Recast the records, from their start through the line containing "M115 24L113 35L117", as a Markdown table with the columns Row and Line, giving each line its own numbered row and leaving out blank lines and pictures.

>> Start DATA TO USE

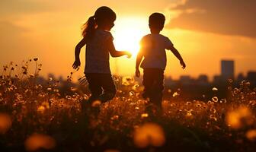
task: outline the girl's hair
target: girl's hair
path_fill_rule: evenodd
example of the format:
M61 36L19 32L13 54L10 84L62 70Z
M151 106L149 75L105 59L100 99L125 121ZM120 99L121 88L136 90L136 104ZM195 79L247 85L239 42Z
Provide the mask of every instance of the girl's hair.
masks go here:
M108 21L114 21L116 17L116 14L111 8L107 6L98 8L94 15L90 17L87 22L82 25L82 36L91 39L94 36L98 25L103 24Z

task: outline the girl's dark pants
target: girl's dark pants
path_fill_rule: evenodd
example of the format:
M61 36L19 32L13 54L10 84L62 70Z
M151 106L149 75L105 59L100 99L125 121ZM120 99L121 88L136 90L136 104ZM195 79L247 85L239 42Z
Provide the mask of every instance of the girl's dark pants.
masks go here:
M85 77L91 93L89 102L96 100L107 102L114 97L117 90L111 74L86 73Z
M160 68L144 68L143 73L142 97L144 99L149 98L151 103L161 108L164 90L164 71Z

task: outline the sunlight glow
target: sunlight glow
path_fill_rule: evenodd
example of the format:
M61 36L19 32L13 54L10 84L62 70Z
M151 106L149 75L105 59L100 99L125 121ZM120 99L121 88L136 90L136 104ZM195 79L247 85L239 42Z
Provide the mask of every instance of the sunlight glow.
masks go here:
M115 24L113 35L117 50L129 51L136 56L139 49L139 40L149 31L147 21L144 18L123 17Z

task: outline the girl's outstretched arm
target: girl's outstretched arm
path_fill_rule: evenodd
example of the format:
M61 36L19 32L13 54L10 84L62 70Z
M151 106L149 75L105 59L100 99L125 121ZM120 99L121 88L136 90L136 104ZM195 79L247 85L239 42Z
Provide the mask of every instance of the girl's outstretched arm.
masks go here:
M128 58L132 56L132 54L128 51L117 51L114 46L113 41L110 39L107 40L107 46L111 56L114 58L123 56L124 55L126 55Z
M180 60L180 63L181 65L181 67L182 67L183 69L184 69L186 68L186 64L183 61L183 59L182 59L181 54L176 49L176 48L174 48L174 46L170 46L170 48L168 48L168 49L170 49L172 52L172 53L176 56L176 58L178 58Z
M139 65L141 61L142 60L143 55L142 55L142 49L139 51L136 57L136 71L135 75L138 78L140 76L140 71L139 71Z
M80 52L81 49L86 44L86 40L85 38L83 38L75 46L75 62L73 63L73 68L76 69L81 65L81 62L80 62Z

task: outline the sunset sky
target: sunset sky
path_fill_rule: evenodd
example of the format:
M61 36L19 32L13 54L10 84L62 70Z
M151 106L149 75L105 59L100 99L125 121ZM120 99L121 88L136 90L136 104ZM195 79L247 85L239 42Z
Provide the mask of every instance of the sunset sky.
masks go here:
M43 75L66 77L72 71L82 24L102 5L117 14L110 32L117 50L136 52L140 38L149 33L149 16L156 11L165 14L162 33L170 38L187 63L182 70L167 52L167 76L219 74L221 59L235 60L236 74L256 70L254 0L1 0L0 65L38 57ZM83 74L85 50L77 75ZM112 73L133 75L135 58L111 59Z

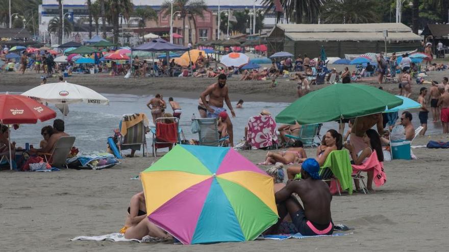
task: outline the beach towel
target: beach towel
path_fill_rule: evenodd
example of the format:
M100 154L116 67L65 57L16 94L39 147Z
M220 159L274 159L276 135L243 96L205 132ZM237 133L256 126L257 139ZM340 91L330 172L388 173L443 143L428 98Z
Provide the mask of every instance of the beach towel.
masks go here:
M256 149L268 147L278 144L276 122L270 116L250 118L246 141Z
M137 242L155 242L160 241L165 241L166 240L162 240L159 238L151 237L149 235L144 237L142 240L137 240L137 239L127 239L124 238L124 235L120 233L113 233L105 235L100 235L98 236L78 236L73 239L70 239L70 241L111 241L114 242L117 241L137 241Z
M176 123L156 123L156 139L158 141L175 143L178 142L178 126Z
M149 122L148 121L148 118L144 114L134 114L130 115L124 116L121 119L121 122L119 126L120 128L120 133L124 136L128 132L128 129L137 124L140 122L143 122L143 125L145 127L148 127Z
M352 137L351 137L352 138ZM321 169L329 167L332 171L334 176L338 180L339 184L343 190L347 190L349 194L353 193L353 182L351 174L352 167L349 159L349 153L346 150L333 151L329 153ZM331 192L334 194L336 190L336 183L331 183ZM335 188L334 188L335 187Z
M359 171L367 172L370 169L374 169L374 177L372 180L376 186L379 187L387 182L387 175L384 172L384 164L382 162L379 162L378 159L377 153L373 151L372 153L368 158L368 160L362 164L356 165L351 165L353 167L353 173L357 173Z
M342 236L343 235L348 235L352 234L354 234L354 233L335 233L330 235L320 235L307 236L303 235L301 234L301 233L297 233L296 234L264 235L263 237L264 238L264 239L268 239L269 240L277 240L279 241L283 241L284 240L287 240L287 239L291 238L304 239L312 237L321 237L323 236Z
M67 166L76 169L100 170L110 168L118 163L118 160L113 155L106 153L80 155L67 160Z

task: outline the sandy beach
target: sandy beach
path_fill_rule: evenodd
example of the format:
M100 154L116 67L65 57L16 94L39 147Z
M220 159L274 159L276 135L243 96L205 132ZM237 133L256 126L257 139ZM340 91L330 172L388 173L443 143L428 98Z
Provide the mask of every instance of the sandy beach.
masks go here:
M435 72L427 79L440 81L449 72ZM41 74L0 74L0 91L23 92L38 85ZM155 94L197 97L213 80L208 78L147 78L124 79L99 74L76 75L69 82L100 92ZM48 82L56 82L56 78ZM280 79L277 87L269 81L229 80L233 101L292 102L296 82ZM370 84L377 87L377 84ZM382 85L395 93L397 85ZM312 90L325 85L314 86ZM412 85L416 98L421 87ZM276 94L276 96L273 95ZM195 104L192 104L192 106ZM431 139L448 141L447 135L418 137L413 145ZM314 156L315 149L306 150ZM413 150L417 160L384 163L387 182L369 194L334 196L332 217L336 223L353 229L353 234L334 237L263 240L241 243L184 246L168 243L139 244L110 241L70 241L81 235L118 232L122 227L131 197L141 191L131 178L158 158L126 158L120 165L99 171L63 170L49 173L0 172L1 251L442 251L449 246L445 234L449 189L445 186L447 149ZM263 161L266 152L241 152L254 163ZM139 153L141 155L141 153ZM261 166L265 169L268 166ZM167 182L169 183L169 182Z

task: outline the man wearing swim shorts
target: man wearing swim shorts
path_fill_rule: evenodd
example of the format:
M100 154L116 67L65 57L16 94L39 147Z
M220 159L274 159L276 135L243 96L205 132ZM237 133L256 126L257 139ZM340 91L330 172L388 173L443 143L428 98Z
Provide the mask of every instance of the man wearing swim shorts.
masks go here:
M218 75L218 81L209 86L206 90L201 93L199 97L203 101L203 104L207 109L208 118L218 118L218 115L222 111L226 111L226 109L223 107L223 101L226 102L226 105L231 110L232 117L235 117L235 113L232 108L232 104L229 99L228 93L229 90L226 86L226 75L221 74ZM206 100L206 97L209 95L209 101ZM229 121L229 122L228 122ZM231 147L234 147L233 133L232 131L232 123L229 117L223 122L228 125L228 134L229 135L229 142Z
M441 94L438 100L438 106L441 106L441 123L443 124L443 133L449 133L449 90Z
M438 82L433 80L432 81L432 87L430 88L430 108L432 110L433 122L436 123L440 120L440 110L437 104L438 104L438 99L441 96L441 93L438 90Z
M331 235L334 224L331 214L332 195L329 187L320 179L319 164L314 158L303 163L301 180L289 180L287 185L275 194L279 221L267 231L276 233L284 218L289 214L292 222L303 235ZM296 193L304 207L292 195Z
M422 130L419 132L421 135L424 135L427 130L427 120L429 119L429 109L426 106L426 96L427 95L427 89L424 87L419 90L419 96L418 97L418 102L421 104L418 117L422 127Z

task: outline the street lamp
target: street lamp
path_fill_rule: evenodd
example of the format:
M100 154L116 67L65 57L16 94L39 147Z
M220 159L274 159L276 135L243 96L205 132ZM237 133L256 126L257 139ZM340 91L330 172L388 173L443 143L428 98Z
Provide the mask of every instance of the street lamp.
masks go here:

>> End DATA TO USE

> COMPLETED EXERCISE
| Row | Line |
|---|---|
| 1 | task: outline the girl's hair |
| 2 | target: girl's hair |
| 3 | path_fill_rule: evenodd |
| 4 | example of the format: |
| 5 | M61 36L19 32L13 54L10 84L62 70Z |
| 6 | M151 106L149 75L105 59L100 99L125 121ZM120 99L121 88L136 90L136 104ZM195 79L247 85L239 42Z |
| 7 | Provide the mask of every instance of the girl's hair. |
| 8 | masks go here: |
| 9 | M108 21L114 21L116 17L116 14L111 8L107 6L98 8L94 15L90 17L87 22L82 25L82 36L91 39L94 36L98 25L103 24Z |
| 10 | task: outline the girl's dark pants |
| 11 | target: girl's dark pants |
| 12 | path_fill_rule: evenodd |
| 13 | example of the format: |
| 14 | M61 36L19 32L13 54L10 84L62 70Z |
| 15 | M151 106L149 75L105 59L100 99L125 121ZM120 99L121 88L136 90L136 104ZM195 79L247 85L239 42Z |
| 16 | Provide the mask of every instance of the girl's dark pants. |
| 17 | masks go here: |
| 18 | M85 77L91 93L89 102L96 100L107 102L114 97L117 90L111 74L86 73Z |
| 19 | M160 68L144 68L143 73L142 97L144 99L149 98L151 103L161 108L164 90L164 71Z |
| 20 | task: outline the sunlight glow |
| 21 | target: sunlight glow |
| 22 | path_fill_rule: evenodd |
| 23 | example of the format: |
| 24 | M61 36L19 32L13 54L10 84L62 70Z |
| 25 | M151 106L149 75L105 59L100 99L125 121ZM120 99L121 88L136 90L136 104ZM195 79L247 85L239 42Z |
| 26 | Provide the mask of every instance of the sunlight glow. |
| 27 | masks go here: |
| 28 | M115 24L113 35L117 50L129 51L136 56L139 49L139 40L149 31L147 21L144 18L123 17Z |